_WHAT YOU NEED TO DO_.
(A) Decide whether each statement agrees with the passage on protein targeting: (i) proteins using the TIM22 pathway need internal targeting sequences; (ii) every protein imported to the peroxisomal membrane has an mPTS; (iii) proteins heading to chloroplasts usually carry a C-terminal targeting sequence. For each, answer yes or no and quote the deciding words of the passage.
(B) Write out, word for word, the stretch of the passage on protein targeting from "Import to the inner" through "the TOB/SAM complex.".

═══ SUPPLIED PASSAGE

Import to the inner membrane can occur in three ways. The first way is the TIM22 pathway, proteins using this pathway need internal targeting sequences. The next way is the stop transfer import, for this proteins need a stop transfer sequence and a N-terminal matrix targeting sequence. The third way is called conservative sorting proteins using this pathway have a N-terminal targeting sequence as well and in addition intrinsic Oxa1-targeting sequences which are recognized by Ox1-proteins which execute the import to the membrane.
Proteins imported to the outer membrane of a mitochondrion usually have PORTA domains which are recognized by the TOB/SAM complex.
Signalpeptides for the import to the chloroplast
Proteins heading to chloroplasts can target different parts of it. For example the stroma, inner and outer membrane, the thylakoids membrane or the thylakoids lumen.
Usually these protein have a N-terminal targeting sequence.
Signalpeptides for the import to the peroxisome
Peroxisomal proteins can be imported to the lumen or to the membrane. Proteins imported to the lumen have either a peroxisomal targeting signal at the C-termins (also known as PTS1) or a targeting sequence close to the N-terminus (also known as PTS2). Proteins imported to the membrane can have an intrinsic membrane peroxisomal targeting signal (mPTS). However, not all proteins have this mPTS. These proteins are imported to the ER and from there they bud off together with the mature peroxisome.

══════
═══ SOURCE MATERIAL

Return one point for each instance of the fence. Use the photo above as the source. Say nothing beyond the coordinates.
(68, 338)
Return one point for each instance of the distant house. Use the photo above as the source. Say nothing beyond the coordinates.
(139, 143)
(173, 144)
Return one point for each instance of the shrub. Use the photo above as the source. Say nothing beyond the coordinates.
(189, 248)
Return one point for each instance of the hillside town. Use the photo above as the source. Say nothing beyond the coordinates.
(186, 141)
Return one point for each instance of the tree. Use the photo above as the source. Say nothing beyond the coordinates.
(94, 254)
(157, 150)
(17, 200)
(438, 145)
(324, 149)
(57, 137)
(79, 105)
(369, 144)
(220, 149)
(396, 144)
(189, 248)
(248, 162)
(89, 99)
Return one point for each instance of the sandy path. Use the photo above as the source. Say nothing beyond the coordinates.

══════

_EXERCISE RESPONSES_.
(A)
(i) Yes: "proteins using this pathway need internal targeting sequences"
(ii) No: "However, not all proteins have this mPTS."
(iii) No: "Usually these protein have a N-terminal targeting sequence."

(B)
Import to the inner membrane can occur in three ways. The first way is the TIM22 pathway, proteins using this pathway need internal targeting sequences. The next way is the stop transfer import, for this proteins need a stop transfer sequence and a N-terminal matrix targeting sequence. The third way is called conservative sorting proteins using this pathway have a N-terminal targeting sequence as well and in addition intrinsic Oxa1-targeting sequences which are recognized by Ox1-proteins which execute the import to the membrane.
Proteins imported to the outer membrane of a mitochondrion usually have PORTA domains which are recognized by the TOB/SAM complex.